#### Description of the task
Starting with the first line and ending with the last, transcribe the data exactly.

[Dataset entries]
'''
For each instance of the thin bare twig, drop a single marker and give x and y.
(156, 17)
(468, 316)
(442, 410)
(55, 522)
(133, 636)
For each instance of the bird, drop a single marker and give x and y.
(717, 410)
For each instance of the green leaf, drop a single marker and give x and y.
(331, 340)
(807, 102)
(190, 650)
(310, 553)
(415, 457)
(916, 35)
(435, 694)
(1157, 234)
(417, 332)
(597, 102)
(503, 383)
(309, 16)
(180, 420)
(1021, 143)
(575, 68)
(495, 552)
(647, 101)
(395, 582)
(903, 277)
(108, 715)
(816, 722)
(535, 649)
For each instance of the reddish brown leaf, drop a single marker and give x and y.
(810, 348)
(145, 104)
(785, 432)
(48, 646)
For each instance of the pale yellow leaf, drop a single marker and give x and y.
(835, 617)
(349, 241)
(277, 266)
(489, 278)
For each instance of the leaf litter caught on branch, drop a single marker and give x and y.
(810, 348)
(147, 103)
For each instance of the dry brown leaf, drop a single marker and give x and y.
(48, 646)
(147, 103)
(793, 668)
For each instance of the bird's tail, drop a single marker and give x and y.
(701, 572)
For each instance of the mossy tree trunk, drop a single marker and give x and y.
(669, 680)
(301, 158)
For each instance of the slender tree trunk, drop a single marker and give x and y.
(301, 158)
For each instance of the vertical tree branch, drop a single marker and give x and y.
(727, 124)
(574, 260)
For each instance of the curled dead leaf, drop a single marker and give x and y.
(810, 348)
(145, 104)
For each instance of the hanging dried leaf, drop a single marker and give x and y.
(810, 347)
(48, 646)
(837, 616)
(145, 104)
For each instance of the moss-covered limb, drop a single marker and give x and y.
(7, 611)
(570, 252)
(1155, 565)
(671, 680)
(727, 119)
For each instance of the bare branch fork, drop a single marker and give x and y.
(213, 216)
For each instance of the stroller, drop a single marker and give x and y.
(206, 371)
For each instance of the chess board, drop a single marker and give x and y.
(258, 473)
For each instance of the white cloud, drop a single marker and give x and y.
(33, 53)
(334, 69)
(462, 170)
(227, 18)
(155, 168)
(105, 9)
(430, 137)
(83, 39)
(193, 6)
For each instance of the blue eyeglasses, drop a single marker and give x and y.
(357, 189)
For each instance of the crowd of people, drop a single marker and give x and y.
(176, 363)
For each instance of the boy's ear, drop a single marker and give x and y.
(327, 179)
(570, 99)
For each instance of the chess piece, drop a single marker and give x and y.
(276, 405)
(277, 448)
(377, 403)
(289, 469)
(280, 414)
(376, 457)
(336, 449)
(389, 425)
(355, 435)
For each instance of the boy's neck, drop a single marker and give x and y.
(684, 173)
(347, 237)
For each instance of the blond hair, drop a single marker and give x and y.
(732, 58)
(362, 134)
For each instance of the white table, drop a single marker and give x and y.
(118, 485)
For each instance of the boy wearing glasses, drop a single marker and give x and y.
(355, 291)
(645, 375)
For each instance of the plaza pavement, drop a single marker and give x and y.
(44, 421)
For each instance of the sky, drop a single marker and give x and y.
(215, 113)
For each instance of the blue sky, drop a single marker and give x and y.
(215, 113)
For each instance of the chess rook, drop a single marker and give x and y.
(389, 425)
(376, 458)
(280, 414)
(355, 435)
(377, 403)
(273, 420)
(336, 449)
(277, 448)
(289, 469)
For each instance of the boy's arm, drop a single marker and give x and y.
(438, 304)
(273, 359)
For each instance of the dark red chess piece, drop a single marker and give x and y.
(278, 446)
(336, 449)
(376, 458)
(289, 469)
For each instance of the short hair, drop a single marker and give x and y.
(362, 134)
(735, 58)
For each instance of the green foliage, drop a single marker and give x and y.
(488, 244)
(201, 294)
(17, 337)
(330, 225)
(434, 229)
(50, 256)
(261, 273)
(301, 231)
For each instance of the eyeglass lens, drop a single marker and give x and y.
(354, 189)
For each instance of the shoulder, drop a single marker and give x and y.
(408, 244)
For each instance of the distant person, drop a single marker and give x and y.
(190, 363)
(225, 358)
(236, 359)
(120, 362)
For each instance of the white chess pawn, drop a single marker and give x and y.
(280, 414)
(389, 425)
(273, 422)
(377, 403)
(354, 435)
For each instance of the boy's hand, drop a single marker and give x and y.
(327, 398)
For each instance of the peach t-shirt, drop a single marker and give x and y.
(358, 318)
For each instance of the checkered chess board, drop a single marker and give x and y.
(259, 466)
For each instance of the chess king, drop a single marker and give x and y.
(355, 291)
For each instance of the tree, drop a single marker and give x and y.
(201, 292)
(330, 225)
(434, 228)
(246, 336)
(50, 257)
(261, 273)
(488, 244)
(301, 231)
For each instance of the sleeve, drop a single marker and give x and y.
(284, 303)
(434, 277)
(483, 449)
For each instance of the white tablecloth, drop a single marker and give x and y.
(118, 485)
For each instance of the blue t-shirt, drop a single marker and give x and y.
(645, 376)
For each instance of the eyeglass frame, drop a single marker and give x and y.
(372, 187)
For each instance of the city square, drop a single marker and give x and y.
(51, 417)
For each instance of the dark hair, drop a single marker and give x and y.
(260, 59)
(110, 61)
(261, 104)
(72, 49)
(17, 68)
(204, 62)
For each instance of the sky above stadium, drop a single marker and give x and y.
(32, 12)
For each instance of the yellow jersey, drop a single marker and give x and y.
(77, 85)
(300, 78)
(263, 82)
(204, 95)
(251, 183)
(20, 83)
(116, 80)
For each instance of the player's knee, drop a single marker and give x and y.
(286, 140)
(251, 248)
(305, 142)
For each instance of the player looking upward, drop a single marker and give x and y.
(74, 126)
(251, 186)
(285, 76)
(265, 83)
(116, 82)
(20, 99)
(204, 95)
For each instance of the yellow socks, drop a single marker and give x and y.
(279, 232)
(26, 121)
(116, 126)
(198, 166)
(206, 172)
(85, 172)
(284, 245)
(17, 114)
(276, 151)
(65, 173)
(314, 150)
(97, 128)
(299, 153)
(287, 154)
'''
#### Answer to the exercise
For each instance of the thin bare twig, drop a single marker and give x and y.
(156, 17)
(468, 316)
(442, 410)
(55, 522)
(133, 636)
For each instance of the bird, drop a single marker and give x and y.
(717, 410)
For each instance of the green leaf, drop a single marker and give x and y.
(331, 340)
(807, 102)
(190, 650)
(310, 553)
(415, 457)
(916, 35)
(435, 694)
(1157, 234)
(417, 332)
(597, 102)
(503, 383)
(309, 16)
(180, 420)
(1021, 143)
(575, 68)
(495, 552)
(647, 101)
(395, 582)
(903, 277)
(108, 715)
(816, 722)
(535, 649)
For each instance of the reddish brown leaf, drop a single marker and give x and y.
(810, 348)
(145, 104)
(785, 432)
(48, 646)
For each instance of the pale yellow leaf, drop a single marker and give x and y.
(835, 617)
(349, 241)
(277, 266)
(489, 278)
For each instance of the leaf litter caught on branch, drop a single marker and give x and y.
(810, 348)
(147, 103)
For each instance of the dry brown leaf, drop a single marker and give x and y.
(48, 646)
(147, 103)
(793, 668)
For each instance of the bird's tail, drop a single marker and give x and y.
(701, 572)
For each instance of the mossy tree trunk, drop a single marker and give x and y.
(669, 680)
(301, 158)
For each instance of the slender tree trunk, drop a single marker and give x and y.
(301, 158)
For each instance of the vertical tree branch, drop a single marker and give x and y.
(727, 124)
(574, 260)
For each instance of the curled dead leaf, drop a single marker and give x and y.
(810, 348)
(145, 104)
For each instance of the hanging dried leaf, drop a single marker and give x and y.
(810, 347)
(48, 646)
(837, 616)
(145, 104)
For each instance of the moss-covered limb, drop a single marker and give x and y.
(7, 611)
(570, 252)
(1155, 565)
(671, 680)
(727, 119)
For each instance of the bare branch fork, drop a single marker and give x and y.
(213, 216)
For each instance of the stroller, drop a single marker and give x and y.
(206, 371)
For each instance of the chess board, drop a single marker and give x and y.
(258, 473)
For each instance of the white cloud, drop a single marker and give x and y.
(33, 53)
(334, 69)
(462, 170)
(227, 18)
(155, 168)
(105, 9)
(430, 137)
(83, 39)
(193, 6)
For each instance of the blue eyeglasses, drop a single marker and give x and y.
(357, 189)
For each instance of the crowd of people, drop a single marker and give x and y.
(176, 363)
For each instance of the boy's ear, drop a single marker and give x and y.
(327, 179)
(570, 99)
For each instance of the chess piece, drop a single marker and give x and y.
(276, 405)
(277, 448)
(377, 403)
(289, 469)
(280, 414)
(376, 457)
(336, 449)
(389, 425)
(355, 435)
For each instance of the boy's neck, drop a single marker and give x and y.
(684, 173)
(347, 237)
For each instance of the blond hair, drop a single marker and give x and y.
(732, 58)
(362, 134)
For each instance of the white table, drop a single marker and give x and y.
(118, 485)
For each instance of the boy wearing glasses, drop a single marker and give x and y.
(355, 291)
(645, 375)
For each instance of the plaza pavement, drop a single marker and give x and y.
(44, 421)
For each instance of the sky, drop a single marker and give x and y.
(215, 113)
For each instance of the blue sky, drop a single marker and give x and y.
(215, 113)
For each instance of the chess rook, drop a single marker and give x and y.
(389, 425)
(376, 458)
(280, 414)
(355, 435)
(377, 403)
(273, 420)
(336, 449)
(277, 448)
(289, 469)
For each instance of the boy's arm, drop a single marker and give x and y.
(438, 304)
(273, 359)
For each instance of the dark red chess piece, drop a single marker and give x and y.
(278, 446)
(336, 449)
(376, 458)
(289, 469)
For each instance of the short hair, drop a single marker and give x and y.
(362, 134)
(735, 58)
For each instance of the green foliage, drop a single marker and give x and y.
(488, 244)
(201, 294)
(17, 337)
(330, 225)
(434, 229)
(50, 256)
(261, 273)
(301, 231)
For each instance of the eyeglass lens, drop a single marker and give x and y.
(354, 189)
For each instance of the shoulder, drop a single marker and give x and y.
(408, 244)
For each instance of the distant person, drop a single marker and give x and y.
(190, 363)
(225, 358)
(236, 359)
(120, 362)
For each instance of the white chess pawn, drop a single marker and give x and y.
(280, 414)
(389, 425)
(273, 422)
(377, 403)
(354, 435)
For each instance of the boy's hand, drop a single marker and give x and y.
(327, 398)
For each instance of the peach t-shirt, drop a single marker and give x and y.
(358, 318)
For each instance of the checkered chess board, drop a single marker and give x and y.
(259, 466)
For each instance of the chess king, drop a single marker and give x and y.
(355, 291)
For each instance of the tree, drop a single marker and give x and y.
(201, 292)
(330, 225)
(434, 228)
(246, 336)
(50, 257)
(261, 273)
(488, 244)
(301, 231)
For each instance of the sleeve, drop a single marker and give x and y.
(284, 303)
(434, 277)
(483, 449)
For each instance of the white tablecloth, drop a single marker and give x and y.
(118, 485)
For each instance of the blue t-shirt, drop a single marker and give x and y.
(645, 376)
For each instance of the eyeglass frame, drop a single marker and give x and y.
(372, 187)
For each instance of the city square, drop a single marker and give x and y.
(51, 417)
For each instance of the dark hair, drop a single marker and give x and y.
(260, 59)
(110, 61)
(261, 104)
(72, 49)
(17, 68)
(204, 62)
For each instance of the sky above stadium, drop a single marker and give x and y.
(32, 12)
For each instance of the yellow jersey, drop a single marker and give x and y.
(77, 85)
(300, 78)
(263, 82)
(204, 95)
(251, 183)
(20, 83)
(116, 80)
For each instance of the player's knee, drop a single marker and give x and y.
(286, 140)
(251, 248)
(305, 142)
For each instance of the player looking upward, drop a single marker and give x and y.
(74, 126)
(251, 186)
(285, 76)
(265, 83)
(116, 82)
(20, 99)
(204, 95)
For each instance of the yellow socks, drop a single marker and give x and y.
(279, 232)
(26, 121)
(116, 126)
(198, 166)
(206, 172)
(85, 172)
(284, 245)
(17, 114)
(276, 151)
(65, 173)
(314, 150)
(97, 128)
(299, 153)
(287, 154)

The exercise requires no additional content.